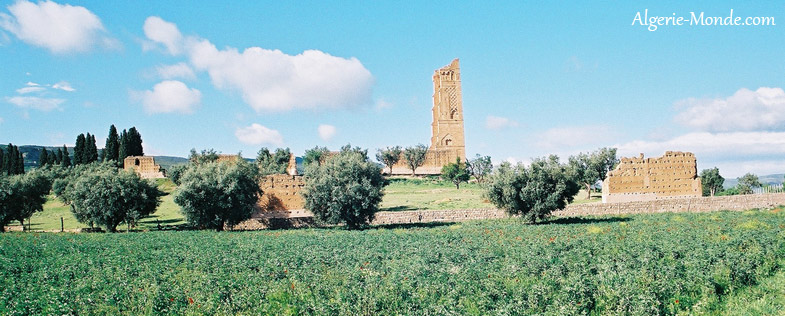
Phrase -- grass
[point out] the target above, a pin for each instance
(667, 264)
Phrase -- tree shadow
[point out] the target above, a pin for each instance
(411, 225)
(585, 220)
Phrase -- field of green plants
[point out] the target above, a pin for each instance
(641, 264)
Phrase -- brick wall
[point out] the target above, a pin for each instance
(299, 218)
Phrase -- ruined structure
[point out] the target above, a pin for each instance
(674, 175)
(144, 166)
(447, 142)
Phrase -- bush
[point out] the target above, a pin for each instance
(533, 192)
(345, 189)
(216, 194)
(104, 195)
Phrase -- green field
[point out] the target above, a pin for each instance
(642, 264)
(403, 193)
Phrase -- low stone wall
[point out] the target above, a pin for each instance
(303, 218)
(695, 204)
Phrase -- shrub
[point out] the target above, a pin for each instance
(533, 192)
(345, 189)
(106, 196)
(216, 194)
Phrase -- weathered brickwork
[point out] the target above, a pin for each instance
(447, 136)
(300, 218)
(673, 175)
(144, 166)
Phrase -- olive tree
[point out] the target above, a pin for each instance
(346, 189)
(104, 195)
(712, 181)
(216, 194)
(455, 172)
(389, 156)
(415, 156)
(532, 192)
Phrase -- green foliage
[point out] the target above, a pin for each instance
(112, 146)
(533, 192)
(592, 167)
(107, 196)
(712, 181)
(389, 156)
(415, 156)
(216, 194)
(480, 167)
(346, 188)
(455, 172)
(748, 182)
(315, 155)
(274, 163)
(657, 264)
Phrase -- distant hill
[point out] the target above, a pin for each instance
(776, 178)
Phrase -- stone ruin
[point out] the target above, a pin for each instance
(447, 141)
(144, 166)
(674, 175)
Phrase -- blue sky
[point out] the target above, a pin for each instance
(537, 77)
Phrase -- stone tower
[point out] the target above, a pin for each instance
(447, 126)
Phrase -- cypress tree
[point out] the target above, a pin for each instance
(79, 150)
(112, 148)
(122, 148)
(66, 158)
(43, 158)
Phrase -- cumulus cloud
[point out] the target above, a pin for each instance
(36, 103)
(326, 132)
(270, 80)
(58, 28)
(745, 110)
(497, 122)
(256, 134)
(170, 96)
(63, 85)
(179, 70)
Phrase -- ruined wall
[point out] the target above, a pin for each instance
(676, 205)
(144, 166)
(447, 135)
(673, 175)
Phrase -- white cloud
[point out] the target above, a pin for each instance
(270, 80)
(166, 33)
(31, 89)
(565, 137)
(170, 96)
(326, 132)
(735, 153)
(179, 70)
(256, 134)
(63, 85)
(745, 110)
(58, 28)
(36, 103)
(497, 122)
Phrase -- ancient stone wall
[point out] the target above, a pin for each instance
(673, 175)
(676, 205)
(144, 166)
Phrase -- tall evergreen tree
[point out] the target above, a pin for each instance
(112, 147)
(43, 158)
(122, 148)
(79, 150)
(66, 158)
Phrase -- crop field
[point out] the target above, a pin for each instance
(708, 263)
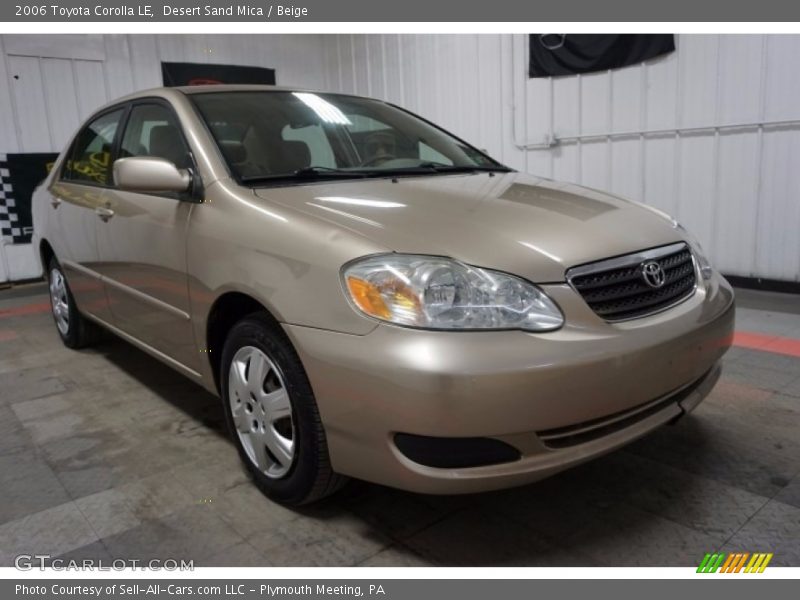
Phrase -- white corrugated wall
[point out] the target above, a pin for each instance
(709, 133)
(50, 83)
(657, 132)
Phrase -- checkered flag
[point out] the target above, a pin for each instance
(19, 175)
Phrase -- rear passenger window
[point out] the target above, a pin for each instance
(153, 130)
(89, 160)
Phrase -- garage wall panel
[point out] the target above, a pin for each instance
(50, 84)
(28, 93)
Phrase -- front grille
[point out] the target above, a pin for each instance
(617, 289)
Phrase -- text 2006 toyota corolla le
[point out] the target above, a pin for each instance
(371, 296)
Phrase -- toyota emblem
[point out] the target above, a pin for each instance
(653, 274)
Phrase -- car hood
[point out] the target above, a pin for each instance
(529, 226)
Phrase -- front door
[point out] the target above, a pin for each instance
(142, 243)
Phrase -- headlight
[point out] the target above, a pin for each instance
(439, 293)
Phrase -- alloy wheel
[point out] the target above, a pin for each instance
(59, 300)
(262, 411)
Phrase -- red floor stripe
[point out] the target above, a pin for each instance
(767, 343)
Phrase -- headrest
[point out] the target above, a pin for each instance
(233, 150)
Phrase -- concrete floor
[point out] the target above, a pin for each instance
(106, 453)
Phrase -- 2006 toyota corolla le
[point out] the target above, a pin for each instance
(371, 296)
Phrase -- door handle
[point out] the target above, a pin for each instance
(104, 213)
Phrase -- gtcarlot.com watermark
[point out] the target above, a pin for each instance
(29, 562)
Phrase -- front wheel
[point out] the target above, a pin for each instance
(272, 414)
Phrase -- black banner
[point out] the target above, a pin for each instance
(19, 176)
(175, 74)
(554, 54)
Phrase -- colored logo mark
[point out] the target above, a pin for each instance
(735, 562)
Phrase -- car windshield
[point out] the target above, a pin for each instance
(272, 135)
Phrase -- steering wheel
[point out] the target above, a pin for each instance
(377, 160)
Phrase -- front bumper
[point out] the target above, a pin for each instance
(539, 393)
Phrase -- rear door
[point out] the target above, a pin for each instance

### What you should do
Write out every line above word for word, but leave out the pictures.

### The solution
Phrase -- grass
[point out] the target above, a pin for each instance
(667, 264)
Phrase -- tree shadow
[point out] the target above, a pin for each instance
(411, 225)
(585, 220)
Phrase -- field of green plants
[point out] the target above, a pin for each instance
(641, 264)
Phrase -- brick wall
[point out] the target above, a pin for each instance
(299, 218)
Phrase -- ruined structure
[point out] the target above, a pin for each instance
(674, 175)
(144, 166)
(447, 142)
Phrase -- bush
[point out] the target above, a pin for each instance
(533, 192)
(345, 189)
(216, 194)
(104, 195)
Phrase -- green field
[point out] the target above, a pin for each instance
(642, 264)
(403, 193)
Phrase -- low stone wall
[point out] the target above, a pin for each instance
(303, 218)
(695, 204)
Phrase -- shrub
[point out] the target above, a pin for each instance
(533, 192)
(345, 189)
(106, 196)
(216, 194)
Phrase -- weathered brickwork
[point out] the target above, a pin for each instance
(447, 136)
(300, 218)
(673, 175)
(144, 166)
Phrase -- olive tree
[point out] the target above, a pin for each instance
(346, 189)
(104, 195)
(712, 181)
(216, 194)
(455, 172)
(389, 156)
(415, 156)
(532, 192)
Phrase -- green foliage
[point out] the target above, a pin for each instance
(112, 146)
(533, 192)
(592, 167)
(107, 196)
(712, 181)
(389, 156)
(415, 156)
(216, 194)
(480, 167)
(346, 188)
(455, 172)
(748, 182)
(315, 155)
(274, 163)
(657, 264)
Phrase -- distant hill
[point out] the target above, a pin for each instance
(776, 178)
Phrase -- stone ruin
[point out] the target above, a pin for each instance
(447, 141)
(144, 166)
(674, 175)
Phrase -- blue sky
[point out] the target above, a pin for each instance
(537, 77)
Phrase -- stone tower
[point out] the target above, a pin for each instance
(447, 126)
Phrase -- cypress tree
[point out] the target above, a pin for each instance
(79, 150)
(112, 148)
(122, 148)
(66, 158)
(43, 158)
Phrase -- cumulus cloud
[point out] the target above, a pin for each instance
(36, 103)
(326, 132)
(270, 80)
(58, 28)
(745, 110)
(497, 122)
(256, 134)
(170, 96)
(63, 85)
(179, 70)
Phrase -- ruined wall
[point out] the target above, a pin for each instance
(676, 205)
(144, 166)
(447, 135)
(673, 175)
Phrase -- white cloud
[point out] the target above, a pin for each instance
(270, 80)
(166, 33)
(31, 89)
(565, 137)
(170, 96)
(326, 132)
(735, 153)
(179, 70)
(256, 134)
(63, 85)
(745, 110)
(58, 28)
(36, 103)
(497, 122)
Phrase -- ancient stone wall
[point out] the target above, a pin for each instance
(673, 175)
(676, 205)
(144, 166)
Phrase -- tall evergreen tree
[point out] the target above, a pin for each instance
(112, 147)
(43, 158)
(122, 148)
(79, 150)
(66, 158)
Phrase -- crop field
[point out] the target above, a pin for each instance
(708, 263)
Phrase -- white corrugated wall
[point out] the target above, a pin for each instance
(709, 133)
(50, 83)
(657, 132)
Phrase -- checkered flag
[point out] the target above, a pin for each instance
(19, 175)
Phrase -- rear passenger window
[point out] the target above, a pin for each instance
(153, 130)
(89, 160)
Phrase -- garage wall panel
[point out] the target above, a pin for each instance
(50, 84)
(28, 93)
Phrase -- front grille
[point out] the target above, a pin for each instance
(617, 289)
Phrase -- text 2006 toyota corolla le
[point out] the target above, a pin for each instance
(371, 296)
Phrase -- toyota emblem
[point out] the target above, a pin for each instance
(653, 274)
Phrase -- car hood
[point out] the target above, a pin for each instance
(529, 226)
Phrase -- front door
[point out] the target above, a pin for each instance
(142, 243)
Phrase -- headlight
[point out] the target above, a pin for each instance
(439, 293)
Phrase -- alloy wheel
[point out] the target above, a pin for each instance
(59, 300)
(262, 411)
Phrase -- red floor stripe
[point out] the target above, a pin for each instance
(767, 343)
Phrase -- headrest
[point out] the target above, a pin for each instance
(233, 150)
Phrase -- concrete floor
[point out] the target above, a pin for each instance
(106, 453)
Phrase -- 2006 toyota corolla le
[point out] the target above, a pin for each instance
(371, 296)
Phrase -- door handle
[point out] the target above, a pin for each instance
(104, 213)
Phrase -- gtcarlot.com watermark
[point out] the target above, a pin for each instance
(29, 562)
Phrase -- front wheel
[point out] the target above, a pin for each instance
(272, 414)
Phrase -- black banner
[point out] the target above, a pin for each instance
(19, 176)
(175, 74)
(554, 54)
Phrase -- colored logo mark
[point out] the target above, a pin for each instance
(735, 562)
Phrase -- car windshield
[point out] the target above, a pin for each instance
(272, 135)
Phrase -- steering wheel
[point out] the target above, a pin for each instance
(377, 160)
Phrase -- front bumper
[point out] the target above, a pin for each instance
(539, 393)
Phrase -- rear door
[point out] the target above, a pin for each instance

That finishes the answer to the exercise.